[Détails de l'exercice]: Présentez l'ensemble des enregistrements ci-dessous sous forme de liste numérotée, en omettant les lignes vides.

[Enregistrements d'un jeu de données]
------------------------

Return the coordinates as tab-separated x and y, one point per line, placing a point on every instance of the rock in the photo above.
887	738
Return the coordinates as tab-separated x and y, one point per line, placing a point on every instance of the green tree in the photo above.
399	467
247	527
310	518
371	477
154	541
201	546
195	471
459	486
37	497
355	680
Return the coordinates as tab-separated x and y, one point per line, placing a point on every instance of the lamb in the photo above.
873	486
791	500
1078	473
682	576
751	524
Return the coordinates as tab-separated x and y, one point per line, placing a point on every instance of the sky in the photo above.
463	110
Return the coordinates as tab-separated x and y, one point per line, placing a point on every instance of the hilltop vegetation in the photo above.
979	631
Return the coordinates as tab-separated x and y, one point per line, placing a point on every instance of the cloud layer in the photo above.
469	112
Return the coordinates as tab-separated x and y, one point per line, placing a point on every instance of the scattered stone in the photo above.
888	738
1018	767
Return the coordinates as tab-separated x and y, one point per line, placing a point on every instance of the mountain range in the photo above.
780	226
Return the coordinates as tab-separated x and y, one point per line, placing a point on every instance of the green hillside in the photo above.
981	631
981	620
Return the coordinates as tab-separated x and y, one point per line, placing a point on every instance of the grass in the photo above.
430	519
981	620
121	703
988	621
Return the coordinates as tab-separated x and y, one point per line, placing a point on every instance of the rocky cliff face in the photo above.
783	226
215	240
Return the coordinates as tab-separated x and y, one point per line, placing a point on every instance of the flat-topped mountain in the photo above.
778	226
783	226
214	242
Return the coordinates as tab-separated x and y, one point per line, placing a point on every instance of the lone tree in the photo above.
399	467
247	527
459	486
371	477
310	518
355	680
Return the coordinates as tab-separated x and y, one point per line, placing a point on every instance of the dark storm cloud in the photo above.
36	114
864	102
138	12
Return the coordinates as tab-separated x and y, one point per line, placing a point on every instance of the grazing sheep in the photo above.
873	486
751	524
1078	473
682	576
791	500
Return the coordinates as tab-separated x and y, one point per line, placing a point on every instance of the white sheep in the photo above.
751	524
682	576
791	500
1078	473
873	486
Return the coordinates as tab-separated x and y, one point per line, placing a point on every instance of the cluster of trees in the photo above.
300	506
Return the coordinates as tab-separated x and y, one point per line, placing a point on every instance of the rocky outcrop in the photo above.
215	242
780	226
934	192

------------------------

[Résultat de l'exercice]:
1. Return the coordinates as tab-separated x and y, one point per line, placing a point on every instance of the rock in the photo above.
2. 887	738
3. Return the coordinates as tab-separated x and y, one point per line, placing a point on every instance of the green tree in the photo above.
4. 399	467
5. 247	527
6. 310	518
7. 371	477
8. 154	541
9. 201	546
10. 195	471
11. 459	486
12. 37	497
13. 355	680
14. Return the coordinates as tab-separated x and y, one point per line, placing a point on every instance of the lamb in the photo above.
15. 873	486
16. 791	500
17. 1078	473
18. 682	576
19. 751	524
20. Return the coordinates as tab-separated x and y, one point per line, placing a point on every instance of the sky in the photo above.
21. 463	110
22. Return the coordinates as tab-separated x and y, one point per line, placing a point on every instance of the hilltop vegetation in the photo above.
23. 979	631
24. Return the coordinates as tab-separated x and y, one point per line, placing a point on every instance of the cloud layer in the photo above.
25. 469	112
26. Return the coordinates as tab-separated x and y, one point per line, placing a point on every instance of the scattered stone in the photo above.
27. 888	738
28. 1018	767
29. Return the coordinates as tab-separated x and y, one point per line, placing a point on every instance of the mountain range in the photo above.
30. 780	226
31. Return the coordinates as tab-separated x and y, one point per line, placing a point on every instance of the green hillside in the photo above.
32. 981	631
33. 981	620
34. Return the coordinates as tab-separated x and y, one point per line, placing a point on every instance of the grass in the photo above.
35. 430	519
36. 981	620
37. 121	703
38. 988	621
39. Return the coordinates as tab-separated x and y, one point per line, placing a point on every instance of the rocky cliff face in the photo above.
40. 783	226
41. 215	240
42. Return the coordinates as tab-separated x and y, one point per line, placing a point on every instance of the flat-topped mountain in the photo above.
43. 778	226
44. 783	226
45. 214	242
46. Return the coordinates as tab-separated x and y, one point per line, placing a point on every instance of the lone tree in the photo above.
47. 399	467
48. 247	527
49. 459	486
50. 371	477
51. 310	518
52. 355	680
53. Return the coordinates as tab-separated x and y, one point per line, placing a point on every instance of the dark storm cloud in the photo above.
54. 36	114
55. 864	102
56. 138	12
57. Return the coordinates as tab-separated x and y, one point per line, placing a point on every instance of the grazing sheep in the photo above.
58. 873	486
59. 751	524
60. 1078	473
61. 682	576
62. 791	500
63. Return the coordinates as tab-separated x and y, one point per line, placing a point on every instance of the white sheep in the photo above.
64. 751	524
65. 682	576
66. 791	500
67. 1078	473
68. 873	486
69. Return the coordinates as tab-separated x and y, one point per line, placing a point on every instance of the cluster of trees in the photo above.
70. 300	506
71. Return the coordinates as tab-separated x and y, one point per line, placing a point on every instance of the rocky outcrop in the photo above.
72. 215	242
73. 780	226
74. 934	192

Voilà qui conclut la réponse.